> [WHAT THE TASK REQUIRES]: Pull out every line in the rows below that contains the word "rings", and copy each one in full.

> [Labeling and segmentation rows]:
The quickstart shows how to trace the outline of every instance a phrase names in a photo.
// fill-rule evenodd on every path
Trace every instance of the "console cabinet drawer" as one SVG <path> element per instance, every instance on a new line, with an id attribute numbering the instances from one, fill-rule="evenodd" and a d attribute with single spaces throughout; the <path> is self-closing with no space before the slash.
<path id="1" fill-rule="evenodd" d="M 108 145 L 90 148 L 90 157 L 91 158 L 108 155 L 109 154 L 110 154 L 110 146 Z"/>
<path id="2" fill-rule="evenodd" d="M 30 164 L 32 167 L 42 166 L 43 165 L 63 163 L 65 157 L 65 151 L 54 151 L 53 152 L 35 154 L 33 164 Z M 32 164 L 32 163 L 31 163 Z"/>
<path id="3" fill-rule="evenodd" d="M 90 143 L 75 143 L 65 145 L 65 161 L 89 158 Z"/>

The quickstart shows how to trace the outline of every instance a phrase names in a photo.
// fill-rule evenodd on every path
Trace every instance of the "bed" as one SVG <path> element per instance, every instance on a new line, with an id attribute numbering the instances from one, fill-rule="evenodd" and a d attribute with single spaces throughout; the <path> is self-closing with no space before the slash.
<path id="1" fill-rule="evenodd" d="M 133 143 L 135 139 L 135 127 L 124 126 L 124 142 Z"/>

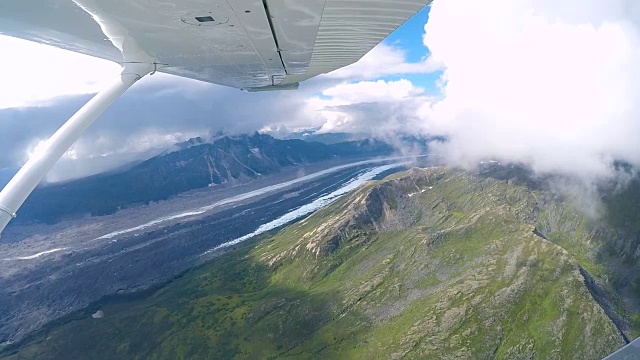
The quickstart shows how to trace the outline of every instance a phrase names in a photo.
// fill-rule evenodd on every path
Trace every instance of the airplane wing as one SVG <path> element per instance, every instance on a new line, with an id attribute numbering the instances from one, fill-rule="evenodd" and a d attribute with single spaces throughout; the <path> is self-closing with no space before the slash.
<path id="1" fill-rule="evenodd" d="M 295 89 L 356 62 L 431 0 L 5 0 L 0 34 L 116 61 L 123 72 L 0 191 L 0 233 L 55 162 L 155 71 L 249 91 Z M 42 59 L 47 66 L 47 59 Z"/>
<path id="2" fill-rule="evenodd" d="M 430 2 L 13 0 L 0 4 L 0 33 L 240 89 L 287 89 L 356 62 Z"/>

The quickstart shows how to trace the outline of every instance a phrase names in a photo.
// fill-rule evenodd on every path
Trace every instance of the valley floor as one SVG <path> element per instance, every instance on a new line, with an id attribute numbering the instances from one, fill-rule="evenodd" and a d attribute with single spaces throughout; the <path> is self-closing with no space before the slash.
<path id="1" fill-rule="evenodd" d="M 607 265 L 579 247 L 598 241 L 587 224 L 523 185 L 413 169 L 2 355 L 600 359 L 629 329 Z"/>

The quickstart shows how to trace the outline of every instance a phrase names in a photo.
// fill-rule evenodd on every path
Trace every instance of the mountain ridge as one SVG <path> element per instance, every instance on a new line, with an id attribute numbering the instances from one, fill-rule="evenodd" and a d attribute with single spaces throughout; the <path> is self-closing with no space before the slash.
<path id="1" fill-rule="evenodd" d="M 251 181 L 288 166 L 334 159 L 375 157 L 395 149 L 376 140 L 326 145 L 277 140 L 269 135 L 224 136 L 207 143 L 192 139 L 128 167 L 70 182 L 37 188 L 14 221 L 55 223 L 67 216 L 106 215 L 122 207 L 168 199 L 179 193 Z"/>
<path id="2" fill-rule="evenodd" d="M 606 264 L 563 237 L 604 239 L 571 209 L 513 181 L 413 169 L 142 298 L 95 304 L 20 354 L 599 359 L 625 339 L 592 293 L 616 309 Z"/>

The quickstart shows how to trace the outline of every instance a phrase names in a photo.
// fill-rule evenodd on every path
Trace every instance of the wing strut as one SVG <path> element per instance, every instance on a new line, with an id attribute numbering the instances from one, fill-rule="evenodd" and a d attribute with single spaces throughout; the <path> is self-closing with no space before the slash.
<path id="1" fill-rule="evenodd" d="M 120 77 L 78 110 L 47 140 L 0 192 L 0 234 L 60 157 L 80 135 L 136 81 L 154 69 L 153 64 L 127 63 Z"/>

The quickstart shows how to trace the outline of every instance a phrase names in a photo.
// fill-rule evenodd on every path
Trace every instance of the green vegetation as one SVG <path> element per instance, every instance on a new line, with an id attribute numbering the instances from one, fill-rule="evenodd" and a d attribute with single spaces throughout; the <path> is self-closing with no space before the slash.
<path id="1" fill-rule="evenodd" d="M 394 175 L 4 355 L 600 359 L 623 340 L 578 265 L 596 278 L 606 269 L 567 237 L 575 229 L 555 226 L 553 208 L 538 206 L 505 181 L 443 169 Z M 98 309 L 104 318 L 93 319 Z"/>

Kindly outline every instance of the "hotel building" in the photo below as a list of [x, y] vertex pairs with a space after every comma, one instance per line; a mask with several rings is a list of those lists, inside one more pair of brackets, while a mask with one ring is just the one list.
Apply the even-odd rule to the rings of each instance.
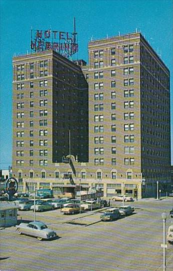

> [REPLY TO THE TASK]:
Kindly outline every instance of the "hotel building" in the photo below as a list of [x, y] vertex pairs with a space after every comma, one instance per line; a mask with several rings is a list of those lists, inside one more pair of brackets, while a mask with one ring is just the one list.
Apply the even-odd rule to the rings of each instance.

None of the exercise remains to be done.